Trecho de origem |

↓

Ser mulher é um exercício de paciência, e mulheres sabem esperar como ninguém. Muito antes de coroar o estado feminil com a maternidade, aguardando por nove meses que uma outra pessoa se desenvolva em seu ventre, a mulher espera pela menarca, a primeira menstruação, e entre um e outro evento, ocorrem coisas fabulosas, que muitas vezes fazem com que queiram enfrentar o destino que se lhe impõe de um jeito meio determinista e a grande celebração do ser mulher, o ser mãe, vira uma outra coisa. Ninguém pode ter tudo, muito menos uma mulher.

↑

(Entradas de anotação de coordenadas)

↓

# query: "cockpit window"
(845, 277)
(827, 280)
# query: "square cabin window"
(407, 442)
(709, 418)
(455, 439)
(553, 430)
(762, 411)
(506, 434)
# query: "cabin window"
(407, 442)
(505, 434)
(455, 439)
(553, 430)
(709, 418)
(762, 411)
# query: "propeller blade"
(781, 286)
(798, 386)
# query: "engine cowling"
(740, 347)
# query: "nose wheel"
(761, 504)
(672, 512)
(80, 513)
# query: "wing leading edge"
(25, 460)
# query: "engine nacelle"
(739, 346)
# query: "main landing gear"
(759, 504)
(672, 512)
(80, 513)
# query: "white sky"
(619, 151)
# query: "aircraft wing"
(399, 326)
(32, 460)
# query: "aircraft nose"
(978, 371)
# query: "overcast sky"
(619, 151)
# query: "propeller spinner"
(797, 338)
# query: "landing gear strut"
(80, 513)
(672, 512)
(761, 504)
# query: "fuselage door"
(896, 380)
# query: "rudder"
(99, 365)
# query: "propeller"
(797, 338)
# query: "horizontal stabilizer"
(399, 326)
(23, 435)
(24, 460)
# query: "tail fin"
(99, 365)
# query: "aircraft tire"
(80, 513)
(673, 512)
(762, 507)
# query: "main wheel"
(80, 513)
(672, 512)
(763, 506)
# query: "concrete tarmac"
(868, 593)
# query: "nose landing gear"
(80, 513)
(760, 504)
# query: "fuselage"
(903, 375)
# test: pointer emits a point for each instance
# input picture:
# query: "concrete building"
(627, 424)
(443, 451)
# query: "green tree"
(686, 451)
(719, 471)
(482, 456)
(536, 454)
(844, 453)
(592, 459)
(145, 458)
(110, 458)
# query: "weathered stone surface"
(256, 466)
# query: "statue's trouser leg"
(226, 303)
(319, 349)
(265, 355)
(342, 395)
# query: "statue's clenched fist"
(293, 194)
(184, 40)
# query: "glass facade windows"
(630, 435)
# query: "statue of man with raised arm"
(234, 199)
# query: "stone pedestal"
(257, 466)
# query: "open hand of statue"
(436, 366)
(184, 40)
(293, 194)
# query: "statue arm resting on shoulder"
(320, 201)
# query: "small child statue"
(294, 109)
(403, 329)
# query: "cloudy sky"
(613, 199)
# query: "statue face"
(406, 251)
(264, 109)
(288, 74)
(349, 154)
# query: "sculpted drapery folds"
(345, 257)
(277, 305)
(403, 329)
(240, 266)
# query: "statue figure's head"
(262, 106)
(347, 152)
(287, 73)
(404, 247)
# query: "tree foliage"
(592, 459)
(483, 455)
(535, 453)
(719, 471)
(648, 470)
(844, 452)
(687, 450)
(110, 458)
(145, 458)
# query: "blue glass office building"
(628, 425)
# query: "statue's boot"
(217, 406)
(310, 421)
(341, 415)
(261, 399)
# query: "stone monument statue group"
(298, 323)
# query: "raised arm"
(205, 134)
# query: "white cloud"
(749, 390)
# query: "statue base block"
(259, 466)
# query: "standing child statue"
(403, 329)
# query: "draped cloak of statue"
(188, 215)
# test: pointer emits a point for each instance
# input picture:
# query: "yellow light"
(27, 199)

↑
↓

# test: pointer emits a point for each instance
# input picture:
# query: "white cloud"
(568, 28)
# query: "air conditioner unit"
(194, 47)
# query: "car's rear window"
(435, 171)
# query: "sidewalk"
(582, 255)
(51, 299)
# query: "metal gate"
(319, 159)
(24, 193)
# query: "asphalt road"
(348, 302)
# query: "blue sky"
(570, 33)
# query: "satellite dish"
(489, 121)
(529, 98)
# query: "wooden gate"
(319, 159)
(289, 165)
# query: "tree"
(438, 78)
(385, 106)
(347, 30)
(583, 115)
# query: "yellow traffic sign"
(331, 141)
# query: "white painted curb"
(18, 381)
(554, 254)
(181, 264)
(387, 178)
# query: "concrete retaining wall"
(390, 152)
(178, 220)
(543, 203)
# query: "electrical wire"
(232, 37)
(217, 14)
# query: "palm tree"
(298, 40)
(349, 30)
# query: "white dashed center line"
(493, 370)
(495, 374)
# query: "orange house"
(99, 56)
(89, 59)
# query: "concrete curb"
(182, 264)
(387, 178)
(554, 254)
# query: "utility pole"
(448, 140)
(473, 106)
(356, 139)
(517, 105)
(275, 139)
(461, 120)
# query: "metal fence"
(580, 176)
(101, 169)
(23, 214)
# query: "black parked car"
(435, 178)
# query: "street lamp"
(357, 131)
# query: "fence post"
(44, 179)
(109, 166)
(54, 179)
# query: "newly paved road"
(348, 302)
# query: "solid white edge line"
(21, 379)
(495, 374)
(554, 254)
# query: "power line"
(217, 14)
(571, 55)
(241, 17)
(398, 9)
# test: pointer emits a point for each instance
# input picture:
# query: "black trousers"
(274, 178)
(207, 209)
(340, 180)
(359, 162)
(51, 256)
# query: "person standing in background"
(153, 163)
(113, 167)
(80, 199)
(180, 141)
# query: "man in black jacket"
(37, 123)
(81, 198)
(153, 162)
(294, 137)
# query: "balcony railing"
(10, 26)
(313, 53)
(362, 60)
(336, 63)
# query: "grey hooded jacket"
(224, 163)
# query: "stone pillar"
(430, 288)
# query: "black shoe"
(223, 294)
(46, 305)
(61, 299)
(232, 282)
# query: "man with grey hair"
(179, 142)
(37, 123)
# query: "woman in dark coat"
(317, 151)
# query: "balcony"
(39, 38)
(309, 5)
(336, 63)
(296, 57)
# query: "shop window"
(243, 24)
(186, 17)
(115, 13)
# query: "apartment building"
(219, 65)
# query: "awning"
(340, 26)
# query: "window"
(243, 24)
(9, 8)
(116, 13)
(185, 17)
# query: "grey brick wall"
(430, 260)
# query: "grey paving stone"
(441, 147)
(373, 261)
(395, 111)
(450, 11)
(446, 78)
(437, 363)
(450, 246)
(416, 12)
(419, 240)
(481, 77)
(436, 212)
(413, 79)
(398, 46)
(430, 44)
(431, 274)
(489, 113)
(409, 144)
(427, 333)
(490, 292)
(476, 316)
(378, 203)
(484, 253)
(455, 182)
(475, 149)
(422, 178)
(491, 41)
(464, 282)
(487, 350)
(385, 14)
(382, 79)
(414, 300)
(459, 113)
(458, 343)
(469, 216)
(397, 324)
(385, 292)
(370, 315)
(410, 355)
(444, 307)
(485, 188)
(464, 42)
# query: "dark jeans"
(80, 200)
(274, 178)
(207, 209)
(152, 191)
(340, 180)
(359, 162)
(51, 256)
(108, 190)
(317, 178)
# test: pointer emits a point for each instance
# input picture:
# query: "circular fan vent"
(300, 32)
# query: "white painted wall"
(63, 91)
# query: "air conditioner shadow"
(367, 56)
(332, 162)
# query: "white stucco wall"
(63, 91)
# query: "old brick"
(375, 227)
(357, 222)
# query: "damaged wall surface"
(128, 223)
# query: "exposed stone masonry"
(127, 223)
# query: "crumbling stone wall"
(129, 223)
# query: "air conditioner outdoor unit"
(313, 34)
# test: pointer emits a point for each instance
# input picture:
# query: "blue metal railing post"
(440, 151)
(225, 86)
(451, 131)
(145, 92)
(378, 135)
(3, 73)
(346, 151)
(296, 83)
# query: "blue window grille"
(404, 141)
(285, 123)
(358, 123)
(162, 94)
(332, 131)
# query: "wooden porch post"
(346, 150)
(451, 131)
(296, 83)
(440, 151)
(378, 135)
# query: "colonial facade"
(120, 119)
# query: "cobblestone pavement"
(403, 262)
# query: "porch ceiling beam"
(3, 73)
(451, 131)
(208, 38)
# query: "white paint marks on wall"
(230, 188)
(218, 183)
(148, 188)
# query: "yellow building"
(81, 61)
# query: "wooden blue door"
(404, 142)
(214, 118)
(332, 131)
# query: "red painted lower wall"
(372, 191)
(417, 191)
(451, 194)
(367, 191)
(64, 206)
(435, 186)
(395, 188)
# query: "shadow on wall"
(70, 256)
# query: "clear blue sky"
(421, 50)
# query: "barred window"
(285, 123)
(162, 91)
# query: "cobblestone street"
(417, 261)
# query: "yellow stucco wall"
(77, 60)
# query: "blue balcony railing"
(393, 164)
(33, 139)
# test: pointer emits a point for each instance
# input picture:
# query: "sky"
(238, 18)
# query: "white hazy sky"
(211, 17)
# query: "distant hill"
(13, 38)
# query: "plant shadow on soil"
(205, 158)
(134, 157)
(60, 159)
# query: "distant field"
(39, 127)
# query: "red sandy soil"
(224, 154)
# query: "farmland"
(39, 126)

↑

Instruções das tarefas |
#1 Diga se cada afirmação abaixo está de acordo com o trecho sobre ser mulher e cite as palavras do trecho que decidem a resposta. (a) O trecho afirma que as mulheres sabem esperar como ninguém. (b) O trecho diz que a gestação dura seis meses. (c) O trecho declara que ninguém pode ter tudo.
#2 Localize nos registros todas as linhas que contêm a palavra "landing" e copie cada uma delas, levando em conta a diferença entre maiúsculas e minúsculas.

Soluções das tarefas |
#1
(a) Sim: "mulheres sabem esperar como ninguém".
(b) Não: "aguardando por nove meses que uma outra pessoa se desenvolva em seu ventre".
(c) Sim: "Ninguém pode ter tudo, muito menos uma mulher."

#2
# query: "main landing gear"
# query: "landing gear strut"
# query: "nose landing gear"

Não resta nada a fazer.